- **EXERCISE DIRECTIONS**: Offset the items below by 10. Write out every line from the line with "Thank you for the photo. Could you indicate the person's" up to and including the line with "<point>246,114</point>", keeping each item's wording, and add 10 to each coordinate in the answers.

______

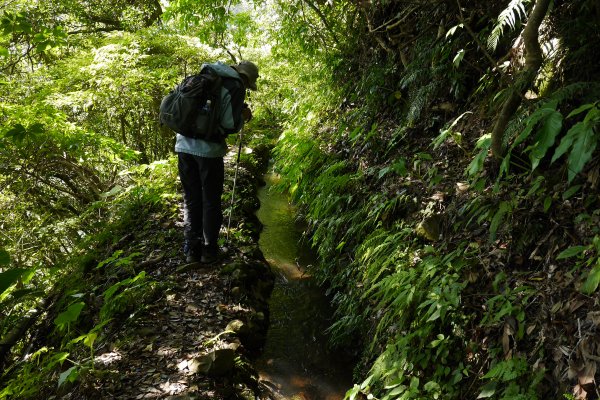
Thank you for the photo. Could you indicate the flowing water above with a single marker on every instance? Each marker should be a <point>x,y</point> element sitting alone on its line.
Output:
<point>295,362</point>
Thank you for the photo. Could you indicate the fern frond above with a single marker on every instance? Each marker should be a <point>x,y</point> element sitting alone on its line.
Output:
<point>514,12</point>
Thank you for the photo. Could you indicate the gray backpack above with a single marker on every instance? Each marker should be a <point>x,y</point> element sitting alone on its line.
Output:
<point>193,108</point>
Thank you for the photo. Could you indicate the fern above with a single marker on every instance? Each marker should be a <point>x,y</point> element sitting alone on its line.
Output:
<point>508,17</point>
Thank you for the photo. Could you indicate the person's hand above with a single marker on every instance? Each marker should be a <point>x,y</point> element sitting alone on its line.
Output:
<point>246,114</point>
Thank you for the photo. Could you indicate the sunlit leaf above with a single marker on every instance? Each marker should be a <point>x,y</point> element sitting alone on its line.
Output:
<point>8,278</point>
<point>458,58</point>
<point>4,257</point>
<point>71,314</point>
<point>69,375</point>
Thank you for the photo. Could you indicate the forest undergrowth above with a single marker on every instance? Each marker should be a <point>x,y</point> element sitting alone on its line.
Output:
<point>444,156</point>
<point>458,271</point>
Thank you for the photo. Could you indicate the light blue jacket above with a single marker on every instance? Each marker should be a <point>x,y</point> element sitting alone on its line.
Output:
<point>204,148</point>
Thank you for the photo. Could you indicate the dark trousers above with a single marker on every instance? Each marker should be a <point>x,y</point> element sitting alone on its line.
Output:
<point>202,179</point>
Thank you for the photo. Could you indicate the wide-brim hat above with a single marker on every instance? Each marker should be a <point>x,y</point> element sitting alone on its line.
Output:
<point>250,71</point>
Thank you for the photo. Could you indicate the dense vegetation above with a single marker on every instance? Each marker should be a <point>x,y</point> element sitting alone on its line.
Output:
<point>444,155</point>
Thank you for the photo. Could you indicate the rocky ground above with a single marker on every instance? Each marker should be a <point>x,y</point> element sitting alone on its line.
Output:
<point>195,335</point>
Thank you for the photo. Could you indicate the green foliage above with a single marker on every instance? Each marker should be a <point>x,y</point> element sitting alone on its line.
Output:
<point>509,17</point>
<point>504,381</point>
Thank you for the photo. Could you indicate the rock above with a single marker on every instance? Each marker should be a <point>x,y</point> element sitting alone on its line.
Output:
<point>217,363</point>
<point>239,327</point>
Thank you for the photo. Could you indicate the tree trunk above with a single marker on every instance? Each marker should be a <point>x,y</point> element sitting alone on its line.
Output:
<point>533,61</point>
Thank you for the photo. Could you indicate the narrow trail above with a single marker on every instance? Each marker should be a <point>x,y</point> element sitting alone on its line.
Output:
<point>194,339</point>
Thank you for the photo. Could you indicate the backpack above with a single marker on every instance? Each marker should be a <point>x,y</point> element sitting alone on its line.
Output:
<point>193,108</point>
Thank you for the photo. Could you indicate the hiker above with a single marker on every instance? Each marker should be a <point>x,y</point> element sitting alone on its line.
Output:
<point>201,168</point>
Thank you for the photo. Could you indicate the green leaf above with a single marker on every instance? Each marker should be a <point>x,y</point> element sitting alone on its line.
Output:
<point>17,133</point>
<point>591,283</point>
<point>8,278</point>
<point>584,146</point>
<point>497,218</point>
<point>568,140</point>
<point>458,58</point>
<point>488,391</point>
<point>581,109</point>
<point>533,120</point>
<point>547,203</point>
<point>545,137</point>
<point>4,257</point>
<point>571,252</point>
<point>69,315</point>
<point>69,375</point>
<point>571,192</point>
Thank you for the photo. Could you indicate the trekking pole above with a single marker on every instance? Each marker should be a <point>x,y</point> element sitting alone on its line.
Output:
<point>237,164</point>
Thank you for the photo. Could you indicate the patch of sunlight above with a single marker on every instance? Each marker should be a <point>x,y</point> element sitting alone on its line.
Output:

______

- **WRITTEN RESPONSE**:
Thank you for the photo. Could you indicate the person's hand above with a single marker on every instance? Each marker should be a <point>x,y</point> element sitting alone on its line.
Output:
<point>256,124</point>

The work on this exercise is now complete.